Brief A -
Answer these three questions from the reflex-testing methods passage, one per line, marked (i), (ii), (iii):
(i) For how many seconds was the chair rotated during the COR stimulation?
(ii) What threshold was used when removing blinks, saccades, and fast phases?
(iii) Which test showed that the data was distributed normally?
Brief B -
Update the reflex-testing methods passage: reproduce the part that opens with the words containing "In both stimulation paradigms (COR" and closes with "the interaural line.", replacing "laser dot" with "light spot".
Brief C -
Rewrite the paragraph of the reflex-testing methods passage that begins "During the COR stimulation" as a bulleted list, keeping its main facts.

Excerpted passage -
-------------------------
In both stimulation paradigms (COR and VOR), participants were instructed to keep their eyes open during the stimulation and to look at a position directly in front of the setup. This position was briefly indicated by means of a laser dot before the rotation started. Head position was fixed in both conditions by means of a custom-made biteboard. In both stimulation paradigms, the position of the biteboard was set so that the axis of rotation was under the midpoint of the interaural line.
During the COR stimulation, the biteboard was mounted to the floor to fix the position of the head in space (Fig. 1). Rotation of the chair induced pure cervical stimulation, which elicits the COR in isolation. The chair was rotated for 134 seconds around the vertical axis with an amplitude of 5.0 degrees and a frequency of 0.04 Hz. This approach yielded 5 full sinusoidal rotations of the chair with a peak velocity of 1.26 degrees per second. During the VOR stimulation, the biteboard was mounted to the chair so that rotation of the chair induced pure vestibular stimulation (Fig. 1). The chair was rotated for 33 seconds around the vertical axis with an amplitude of 5.0 degrees and a frequency of 0.16 Hz. This approach yielded 5 full sinusoidal rotations of the chair with a peak velocity of 5.03 degrees per second.
A schematic representation of the experimental setup. In both paradigms, the participant had to look at a position directly in front of the setup. For the cervico-ocular reflex, the participant's body was rotated while the participant's head was held fixed relative to the floor to fixate the position of the head in space. For the vestibulo-ocular reflex, the participant's body was rotated while the participant's head was held fixed relative to the chair.
Data Processing and Analyses
Eye velocity was calculated by taking the derivative of the horizontal eye position signal. After removal of blinks, saccades, and fast phases (using a 20°/s threshold), a sine wave was fitted through the eye velocity signal data. Stimulus velocity was derived from chair position (COR and VOR measurement) data. The gain of the response was defined as the amplitude of the eye velocity fit divided by the peak velocity of the chair rotation (COR: 1.26°/s, VOR: 5.03°/s). Therefore, a gain of 1 reflects that the peak velocity of the eye was the same as the peak velocity of the chair rotation. All data processing was done with Matlab R2013a (The MathWorks Inc, Natick, Massachusetts).
Data Analysis
Descriptive statistics were computed for the entire sample for the gains of the COR and VOR (outcome parameters), NDI, DHI, perceived pain, CROM (outcome variables), and age and sex (possible confounders). As the data was distributed normally (Kolmogorov-Smirnov test), parametric statistics were applied. Two analyses of covariance (ANCOVAs) were performed to analyze differences in COR and VOR gains, respectively, between healthy controls and participants, with neck pain with age and sex as covariates. Correlations between the gains (outcome parameters) and outcome variables were assessed using Pearson correlation coefficients. An alpha level of P<.05 was considered significant for all statistical tests. The data were analyzed with IBM SPSS Statistics for Windows, version 22 (IBM Corp, Armonk, New York).
-------------------------
Data below -
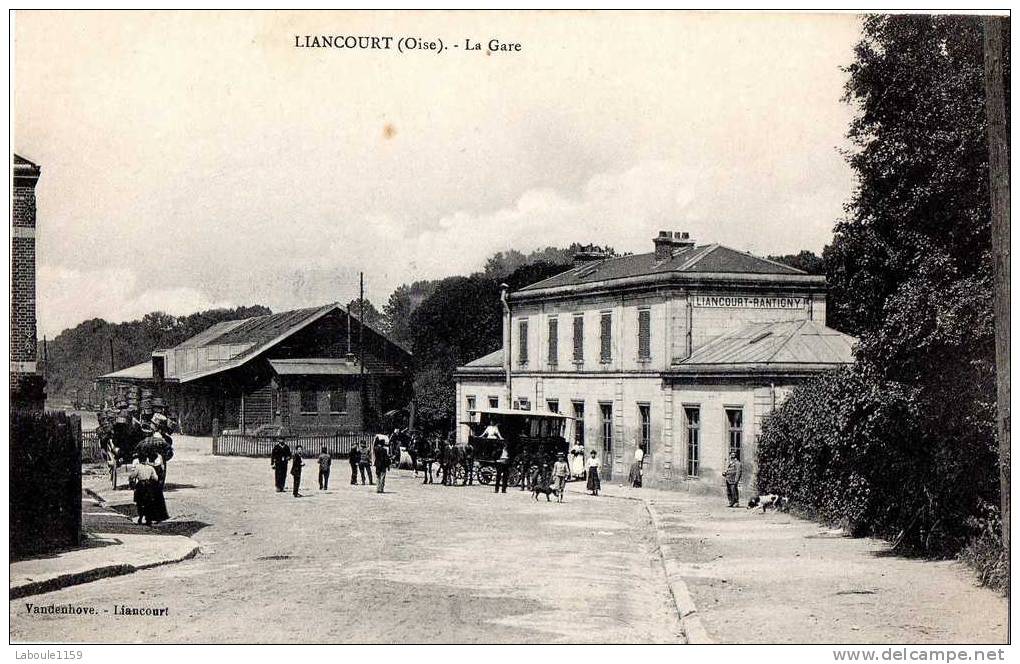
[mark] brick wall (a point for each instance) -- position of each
(26, 385)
-------------------------
Response area A -
(i) 134 seconds
(ii) 20°/s
(iii) The Kolmogorov-Smirnov test

Response area B -
In both stimulation paradigms (COR and VOR), participants were instructed to keep their eyes open during the stimulation and to look at a position directly in front of the setup. This position was briefly indicated by means of a light spot before the rotation started. Head position was fixed in both conditions by means of a custom-made biteboard. In both stimulation paradigms, the position of the biteboard was set so that the axis of rotation was under the midpoint of the interaural line.

Response area C -
- COR stimulation: the biteboard was mounted to the floor, fixing the head in space.
- Chair rotation induced pure cervical stimulation, eliciting the COR in isolation.
- COR rotation: 134 seconds around the vertical axis, amplitude 5.0 degrees, frequency 0.04 Hz.
- COR result: 5 full sinusoidal rotations with a peak velocity of 1.26 degrees per second.
- VOR stimulation: the biteboard was mounted to the chair, so chair rotation induced pure vestibular stimulation.
- VOR rotation: 33 seconds around the vertical axis, amplitude 5.0 degrees, frequency 0.16 Hz.
- VOR result: 5 full sinusoidal rotations with a peak velocity of 5.03 degrees per second.